■ Stated exercise
Reproduce only the lines from the one containing "the green enamel" down to the one containing "x=226, y=67", both included, with the requests unchanged. Scale every x and y coordinate in the answers by 2.1 and round each result to a whole number, rounding halves up.

──────────────────────────────

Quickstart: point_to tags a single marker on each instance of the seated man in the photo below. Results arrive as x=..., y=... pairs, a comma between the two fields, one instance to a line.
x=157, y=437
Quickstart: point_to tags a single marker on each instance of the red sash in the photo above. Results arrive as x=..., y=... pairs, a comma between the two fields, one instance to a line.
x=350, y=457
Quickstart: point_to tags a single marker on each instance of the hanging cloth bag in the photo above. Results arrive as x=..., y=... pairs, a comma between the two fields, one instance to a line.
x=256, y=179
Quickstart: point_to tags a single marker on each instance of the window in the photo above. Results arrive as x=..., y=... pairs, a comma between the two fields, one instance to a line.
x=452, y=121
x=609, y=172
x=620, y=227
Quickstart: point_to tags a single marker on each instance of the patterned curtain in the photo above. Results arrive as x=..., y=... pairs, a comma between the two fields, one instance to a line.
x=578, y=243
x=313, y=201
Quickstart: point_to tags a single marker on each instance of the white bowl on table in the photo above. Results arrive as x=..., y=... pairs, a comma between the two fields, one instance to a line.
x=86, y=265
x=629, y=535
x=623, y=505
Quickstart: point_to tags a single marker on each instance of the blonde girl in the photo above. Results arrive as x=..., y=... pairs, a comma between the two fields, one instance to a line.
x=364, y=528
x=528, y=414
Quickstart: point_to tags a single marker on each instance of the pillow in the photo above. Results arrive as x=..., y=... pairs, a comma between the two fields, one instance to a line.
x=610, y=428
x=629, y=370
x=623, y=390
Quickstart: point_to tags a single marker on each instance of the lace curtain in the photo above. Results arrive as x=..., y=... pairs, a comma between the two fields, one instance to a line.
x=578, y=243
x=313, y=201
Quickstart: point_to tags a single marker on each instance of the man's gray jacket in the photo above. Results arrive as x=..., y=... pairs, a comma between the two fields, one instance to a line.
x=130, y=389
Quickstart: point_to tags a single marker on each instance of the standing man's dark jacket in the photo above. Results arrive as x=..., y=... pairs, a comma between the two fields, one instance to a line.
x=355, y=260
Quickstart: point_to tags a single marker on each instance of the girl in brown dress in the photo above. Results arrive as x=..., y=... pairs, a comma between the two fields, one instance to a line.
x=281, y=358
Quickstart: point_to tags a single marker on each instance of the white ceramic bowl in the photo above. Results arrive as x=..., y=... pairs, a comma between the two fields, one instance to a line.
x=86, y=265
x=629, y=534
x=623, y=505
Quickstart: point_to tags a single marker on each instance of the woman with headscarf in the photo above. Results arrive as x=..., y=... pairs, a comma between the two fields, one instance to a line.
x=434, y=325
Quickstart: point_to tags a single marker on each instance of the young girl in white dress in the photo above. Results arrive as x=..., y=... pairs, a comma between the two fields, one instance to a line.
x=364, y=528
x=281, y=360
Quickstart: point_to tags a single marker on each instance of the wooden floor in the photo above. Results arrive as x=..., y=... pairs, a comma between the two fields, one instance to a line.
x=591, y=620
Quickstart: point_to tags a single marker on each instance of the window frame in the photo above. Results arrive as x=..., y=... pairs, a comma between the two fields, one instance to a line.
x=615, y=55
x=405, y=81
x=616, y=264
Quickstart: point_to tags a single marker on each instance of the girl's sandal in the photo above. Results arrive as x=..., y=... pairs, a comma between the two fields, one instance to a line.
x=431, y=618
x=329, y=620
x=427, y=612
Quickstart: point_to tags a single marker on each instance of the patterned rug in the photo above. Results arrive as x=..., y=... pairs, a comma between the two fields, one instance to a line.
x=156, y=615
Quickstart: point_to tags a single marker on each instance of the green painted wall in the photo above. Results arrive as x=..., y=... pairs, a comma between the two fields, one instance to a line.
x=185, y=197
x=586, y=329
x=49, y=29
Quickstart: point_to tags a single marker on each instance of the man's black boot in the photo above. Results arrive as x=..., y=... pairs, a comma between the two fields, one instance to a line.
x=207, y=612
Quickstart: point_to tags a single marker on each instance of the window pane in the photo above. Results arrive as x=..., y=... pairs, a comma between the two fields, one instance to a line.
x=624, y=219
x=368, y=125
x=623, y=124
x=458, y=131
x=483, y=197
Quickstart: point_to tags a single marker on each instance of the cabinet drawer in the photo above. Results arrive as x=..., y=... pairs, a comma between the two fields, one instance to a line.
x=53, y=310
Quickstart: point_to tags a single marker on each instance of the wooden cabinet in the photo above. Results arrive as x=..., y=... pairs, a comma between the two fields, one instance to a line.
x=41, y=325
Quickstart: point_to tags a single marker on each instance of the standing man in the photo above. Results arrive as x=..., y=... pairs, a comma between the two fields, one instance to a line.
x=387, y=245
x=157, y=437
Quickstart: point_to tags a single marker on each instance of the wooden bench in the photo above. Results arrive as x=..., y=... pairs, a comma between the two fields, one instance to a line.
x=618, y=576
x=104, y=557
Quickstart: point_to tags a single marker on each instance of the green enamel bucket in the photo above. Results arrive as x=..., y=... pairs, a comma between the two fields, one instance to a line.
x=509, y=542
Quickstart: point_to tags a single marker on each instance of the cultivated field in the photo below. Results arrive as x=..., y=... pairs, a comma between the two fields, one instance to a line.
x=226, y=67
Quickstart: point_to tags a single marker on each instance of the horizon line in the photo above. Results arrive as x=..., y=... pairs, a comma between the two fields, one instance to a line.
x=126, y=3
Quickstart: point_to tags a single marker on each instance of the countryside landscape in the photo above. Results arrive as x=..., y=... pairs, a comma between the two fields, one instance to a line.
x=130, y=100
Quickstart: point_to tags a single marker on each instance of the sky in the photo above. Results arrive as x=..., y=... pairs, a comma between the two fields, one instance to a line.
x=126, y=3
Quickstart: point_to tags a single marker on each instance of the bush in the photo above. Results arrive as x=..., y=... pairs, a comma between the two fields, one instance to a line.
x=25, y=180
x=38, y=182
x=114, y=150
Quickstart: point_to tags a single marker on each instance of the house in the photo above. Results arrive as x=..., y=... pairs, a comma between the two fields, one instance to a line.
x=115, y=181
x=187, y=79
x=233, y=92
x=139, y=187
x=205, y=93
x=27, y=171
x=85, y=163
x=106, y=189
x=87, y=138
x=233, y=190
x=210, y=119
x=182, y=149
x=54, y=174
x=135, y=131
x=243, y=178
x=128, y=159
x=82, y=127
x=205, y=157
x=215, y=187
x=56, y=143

──────────────────────────────

■ Solution for this problem
Quickstart: point_to tags a single marker on each instance of the green enamel bucket in the photo above. Results arrive as x=..., y=... pairs, a comma between the two fields, one instance to a line.
x=1069, y=1138
Quickstart: point_to tags a single marker on each instance of the cultivated field in the photo below. Results arrive as x=..., y=... pairs, a comma between the two fields, one instance to a line.
x=475, y=141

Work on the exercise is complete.